[[ Records supplied, beginning ]]

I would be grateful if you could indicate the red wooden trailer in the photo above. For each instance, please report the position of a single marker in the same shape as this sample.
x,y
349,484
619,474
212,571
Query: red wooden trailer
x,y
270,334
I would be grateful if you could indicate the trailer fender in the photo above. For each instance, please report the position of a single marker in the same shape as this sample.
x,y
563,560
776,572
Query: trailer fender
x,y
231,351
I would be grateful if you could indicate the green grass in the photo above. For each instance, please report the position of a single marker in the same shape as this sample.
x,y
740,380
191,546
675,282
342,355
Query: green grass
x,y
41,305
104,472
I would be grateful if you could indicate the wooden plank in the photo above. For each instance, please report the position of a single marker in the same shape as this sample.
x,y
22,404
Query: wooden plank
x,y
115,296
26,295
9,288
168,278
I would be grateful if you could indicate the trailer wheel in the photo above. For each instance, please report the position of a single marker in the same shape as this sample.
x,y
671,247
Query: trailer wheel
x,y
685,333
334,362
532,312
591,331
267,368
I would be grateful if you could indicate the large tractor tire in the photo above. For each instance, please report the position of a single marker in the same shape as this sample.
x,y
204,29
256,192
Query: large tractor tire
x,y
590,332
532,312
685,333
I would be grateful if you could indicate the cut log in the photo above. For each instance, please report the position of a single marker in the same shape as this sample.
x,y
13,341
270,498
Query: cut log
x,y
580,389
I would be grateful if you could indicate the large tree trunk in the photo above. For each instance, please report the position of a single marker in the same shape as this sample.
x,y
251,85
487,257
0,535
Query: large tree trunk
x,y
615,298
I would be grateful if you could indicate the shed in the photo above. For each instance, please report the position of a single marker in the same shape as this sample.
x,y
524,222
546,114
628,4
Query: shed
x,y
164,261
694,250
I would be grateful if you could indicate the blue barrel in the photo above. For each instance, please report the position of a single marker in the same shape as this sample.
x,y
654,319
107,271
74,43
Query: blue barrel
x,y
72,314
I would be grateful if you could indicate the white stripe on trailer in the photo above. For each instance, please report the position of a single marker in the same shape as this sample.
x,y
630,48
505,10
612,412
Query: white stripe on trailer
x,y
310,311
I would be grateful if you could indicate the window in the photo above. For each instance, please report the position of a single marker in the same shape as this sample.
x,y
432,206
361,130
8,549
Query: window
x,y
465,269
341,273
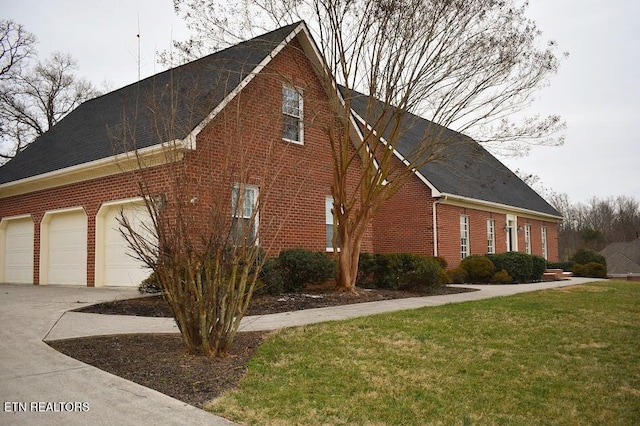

[[ Records supplied, end ]]

Problem description - In the answer, the entries should be restated verbatim, with all pictures omitted.

Answer to this problem -
I would be grateful if you could indicate the red wooden trailer in the photo above. For each instance, please report the position of a single marker in the same shape as this sample.
x,y
349,484
619,474
212,571
Query: red wooden trailer
x,y
270,334
I would be grateful if you could indicate the trailer fender in the photo above. For each instance, please report the position of a single marker in the same shape as this sample.
x,y
563,560
776,572
Query: trailer fender
x,y
231,351
I would be grateful if you could indicate the green grass in the photo above. For each instance, please report the position of a single marker in the same shape as this sample.
x,y
740,380
191,546
675,282
342,355
Query: green grass
x,y
41,305
104,472
I would be grateful if you could indicate the wooden plank in the photo above. For each instance, please report the position of a single marker in the same shape as this sample.
x,y
22,404
Query: wooden plank
x,y
115,296
26,295
9,288
168,278
I would be grateful if you could indicate the trailer wheel in the photo above. For each instance, please report the position of a single marker in the same shape as this sample.
x,y
671,247
Query: trailer wheel
x,y
685,333
334,362
532,312
591,331
267,368
I would be grateful if you could indicate the large tractor tire in the photo above. For each instance, please report the position of a single marker in the same shape as this sample.
x,y
204,29
256,192
Query: large tractor tire
x,y
590,332
532,312
685,333
I would be grateful if you could indicate the cut log in the photo above. For each instance, please report the position of a single marker in the same shape as this sample.
x,y
13,341
270,498
Query: cut log
x,y
580,389
I would be grateful if you could indicate the large tree trunk in the photo above. For each instance, please report the position of a single marker in the same shape as this sample.
x,y
251,85
487,257
0,535
Query: large tree trunk
x,y
615,298
I would be grateful if you could indicate the shed in the photo above. For each instance, please report the position of a single marker in the same shape as this sample.
x,y
524,222
546,114
628,4
Query: shed
x,y
164,261
694,250
I would be grateful if you could indicate the blue barrel in the photo above. For each instance, please report the position of a single marker in the same shape as this sample.
x,y
654,319
107,271
74,43
Query: blue barrel
x,y
72,314
I would be grateful if you could indicate the white stripe on trailer in the photo above. For each instance, please report the position of a single marker in the same shape as this sample.
x,y
630,48
505,10
612,412
Query: white stripe on trailer
x,y
310,311
I would be grateful if you could indicate the window in the photo above. For each instance, please report the position of a single marker in the same shape as this sample.
x,y
432,206
361,130
8,549
Query: window
x,y
465,269
341,273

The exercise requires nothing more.